Stored items:
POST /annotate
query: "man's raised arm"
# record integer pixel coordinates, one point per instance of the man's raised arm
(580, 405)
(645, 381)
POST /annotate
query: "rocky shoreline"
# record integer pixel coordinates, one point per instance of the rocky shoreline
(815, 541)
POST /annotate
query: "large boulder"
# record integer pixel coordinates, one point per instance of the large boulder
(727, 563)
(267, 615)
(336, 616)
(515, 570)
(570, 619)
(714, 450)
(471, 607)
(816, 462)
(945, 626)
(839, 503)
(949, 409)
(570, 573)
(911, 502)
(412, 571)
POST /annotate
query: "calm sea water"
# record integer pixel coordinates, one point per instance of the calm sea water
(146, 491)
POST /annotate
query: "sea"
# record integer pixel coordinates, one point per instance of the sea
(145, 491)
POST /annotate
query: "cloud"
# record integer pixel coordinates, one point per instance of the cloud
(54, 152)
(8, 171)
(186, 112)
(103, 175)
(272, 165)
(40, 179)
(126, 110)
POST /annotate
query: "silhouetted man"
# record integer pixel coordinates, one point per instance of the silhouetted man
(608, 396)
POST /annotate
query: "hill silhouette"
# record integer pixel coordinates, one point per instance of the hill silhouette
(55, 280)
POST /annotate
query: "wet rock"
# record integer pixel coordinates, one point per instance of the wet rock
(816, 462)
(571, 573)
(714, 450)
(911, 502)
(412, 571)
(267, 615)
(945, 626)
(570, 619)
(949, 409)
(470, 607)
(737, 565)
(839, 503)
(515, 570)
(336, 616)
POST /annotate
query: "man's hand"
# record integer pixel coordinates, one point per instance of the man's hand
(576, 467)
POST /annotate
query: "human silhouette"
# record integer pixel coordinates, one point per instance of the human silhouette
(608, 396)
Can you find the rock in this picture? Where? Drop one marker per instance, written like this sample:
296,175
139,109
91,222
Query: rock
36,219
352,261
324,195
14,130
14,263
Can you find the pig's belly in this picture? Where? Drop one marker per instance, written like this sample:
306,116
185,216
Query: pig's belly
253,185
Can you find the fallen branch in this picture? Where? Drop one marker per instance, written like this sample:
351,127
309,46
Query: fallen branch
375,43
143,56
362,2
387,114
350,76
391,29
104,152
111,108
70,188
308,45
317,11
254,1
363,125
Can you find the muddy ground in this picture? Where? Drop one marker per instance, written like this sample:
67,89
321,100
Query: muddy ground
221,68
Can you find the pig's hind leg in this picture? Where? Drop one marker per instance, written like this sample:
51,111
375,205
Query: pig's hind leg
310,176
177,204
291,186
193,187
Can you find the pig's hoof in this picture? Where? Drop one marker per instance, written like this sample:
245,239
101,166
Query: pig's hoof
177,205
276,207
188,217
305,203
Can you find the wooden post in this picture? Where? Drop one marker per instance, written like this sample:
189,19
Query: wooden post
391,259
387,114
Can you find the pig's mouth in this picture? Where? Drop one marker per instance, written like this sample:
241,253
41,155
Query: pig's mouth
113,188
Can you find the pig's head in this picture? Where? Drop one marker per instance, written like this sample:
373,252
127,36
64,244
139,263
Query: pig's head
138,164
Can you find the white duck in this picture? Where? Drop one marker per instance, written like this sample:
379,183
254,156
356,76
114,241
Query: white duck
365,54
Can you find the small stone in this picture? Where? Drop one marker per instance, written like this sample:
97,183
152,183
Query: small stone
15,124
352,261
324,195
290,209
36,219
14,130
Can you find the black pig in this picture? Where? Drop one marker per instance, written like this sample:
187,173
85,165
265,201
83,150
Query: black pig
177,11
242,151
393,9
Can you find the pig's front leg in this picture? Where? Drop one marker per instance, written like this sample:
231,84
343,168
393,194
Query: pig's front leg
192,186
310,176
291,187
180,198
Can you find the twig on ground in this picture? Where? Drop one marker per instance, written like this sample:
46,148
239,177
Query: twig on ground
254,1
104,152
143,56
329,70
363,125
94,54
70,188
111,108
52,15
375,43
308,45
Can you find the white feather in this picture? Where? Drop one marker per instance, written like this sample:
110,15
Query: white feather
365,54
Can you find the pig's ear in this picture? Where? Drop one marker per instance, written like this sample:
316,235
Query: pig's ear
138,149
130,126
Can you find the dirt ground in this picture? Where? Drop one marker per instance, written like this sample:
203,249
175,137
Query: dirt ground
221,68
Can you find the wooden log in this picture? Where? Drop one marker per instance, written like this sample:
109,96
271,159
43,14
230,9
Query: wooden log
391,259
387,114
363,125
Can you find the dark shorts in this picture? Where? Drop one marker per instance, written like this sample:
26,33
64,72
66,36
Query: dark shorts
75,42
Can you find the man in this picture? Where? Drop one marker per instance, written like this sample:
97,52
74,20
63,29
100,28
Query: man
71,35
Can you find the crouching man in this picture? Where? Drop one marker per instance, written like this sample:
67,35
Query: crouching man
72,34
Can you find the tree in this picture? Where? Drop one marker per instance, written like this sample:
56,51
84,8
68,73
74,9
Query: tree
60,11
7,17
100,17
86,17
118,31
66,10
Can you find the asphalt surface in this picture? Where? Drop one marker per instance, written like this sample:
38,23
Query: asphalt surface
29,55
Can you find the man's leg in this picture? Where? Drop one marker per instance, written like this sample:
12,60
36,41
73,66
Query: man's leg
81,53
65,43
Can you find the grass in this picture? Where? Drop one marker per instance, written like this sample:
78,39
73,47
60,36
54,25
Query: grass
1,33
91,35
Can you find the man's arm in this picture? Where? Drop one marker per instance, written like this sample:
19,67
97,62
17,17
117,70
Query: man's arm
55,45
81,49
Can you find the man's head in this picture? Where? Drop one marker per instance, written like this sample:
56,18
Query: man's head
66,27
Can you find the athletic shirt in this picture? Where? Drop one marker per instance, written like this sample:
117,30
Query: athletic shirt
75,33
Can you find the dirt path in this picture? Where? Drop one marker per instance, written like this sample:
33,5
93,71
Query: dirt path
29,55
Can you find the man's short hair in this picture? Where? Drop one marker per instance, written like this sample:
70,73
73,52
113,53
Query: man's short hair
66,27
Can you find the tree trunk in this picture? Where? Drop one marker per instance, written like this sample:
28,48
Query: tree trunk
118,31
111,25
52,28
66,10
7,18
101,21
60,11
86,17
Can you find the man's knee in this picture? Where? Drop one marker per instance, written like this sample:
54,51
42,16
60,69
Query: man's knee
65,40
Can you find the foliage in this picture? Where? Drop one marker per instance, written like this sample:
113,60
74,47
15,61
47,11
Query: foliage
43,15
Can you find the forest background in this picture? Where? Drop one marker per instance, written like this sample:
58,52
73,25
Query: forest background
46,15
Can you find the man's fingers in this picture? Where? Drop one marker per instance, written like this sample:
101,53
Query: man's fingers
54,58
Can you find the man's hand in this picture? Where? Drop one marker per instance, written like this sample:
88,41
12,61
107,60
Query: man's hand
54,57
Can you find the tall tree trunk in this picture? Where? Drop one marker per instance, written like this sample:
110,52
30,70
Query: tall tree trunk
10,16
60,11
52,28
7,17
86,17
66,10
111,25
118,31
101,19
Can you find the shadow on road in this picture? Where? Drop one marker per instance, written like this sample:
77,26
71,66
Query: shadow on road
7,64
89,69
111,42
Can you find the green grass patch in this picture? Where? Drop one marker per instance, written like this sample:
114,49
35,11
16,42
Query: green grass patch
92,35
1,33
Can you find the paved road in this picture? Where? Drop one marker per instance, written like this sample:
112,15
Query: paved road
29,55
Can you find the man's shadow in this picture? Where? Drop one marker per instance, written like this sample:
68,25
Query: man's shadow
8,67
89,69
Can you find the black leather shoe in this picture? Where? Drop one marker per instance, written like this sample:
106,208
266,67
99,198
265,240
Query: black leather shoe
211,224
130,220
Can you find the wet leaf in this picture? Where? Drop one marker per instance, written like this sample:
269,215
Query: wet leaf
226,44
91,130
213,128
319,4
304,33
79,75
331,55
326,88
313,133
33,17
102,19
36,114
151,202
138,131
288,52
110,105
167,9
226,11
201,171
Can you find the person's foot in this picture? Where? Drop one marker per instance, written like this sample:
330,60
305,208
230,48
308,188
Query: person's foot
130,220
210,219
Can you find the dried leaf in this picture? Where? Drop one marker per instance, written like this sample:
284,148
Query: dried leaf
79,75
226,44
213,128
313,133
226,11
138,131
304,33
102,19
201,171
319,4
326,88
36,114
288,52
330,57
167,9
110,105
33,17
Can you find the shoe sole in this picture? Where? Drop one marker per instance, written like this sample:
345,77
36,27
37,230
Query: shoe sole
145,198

WORK ORDER:
Reproduce the line containing "Can you find the shoe" and every line after it. Stop at the last line of the records, and add nothing.

PROBLEM SOLUTION:
Can you find the shoe sole in this picture? Where? Drop one marker per instance, written like this sample:
345,77
36,27
37,230
Query: shoe sole
145,198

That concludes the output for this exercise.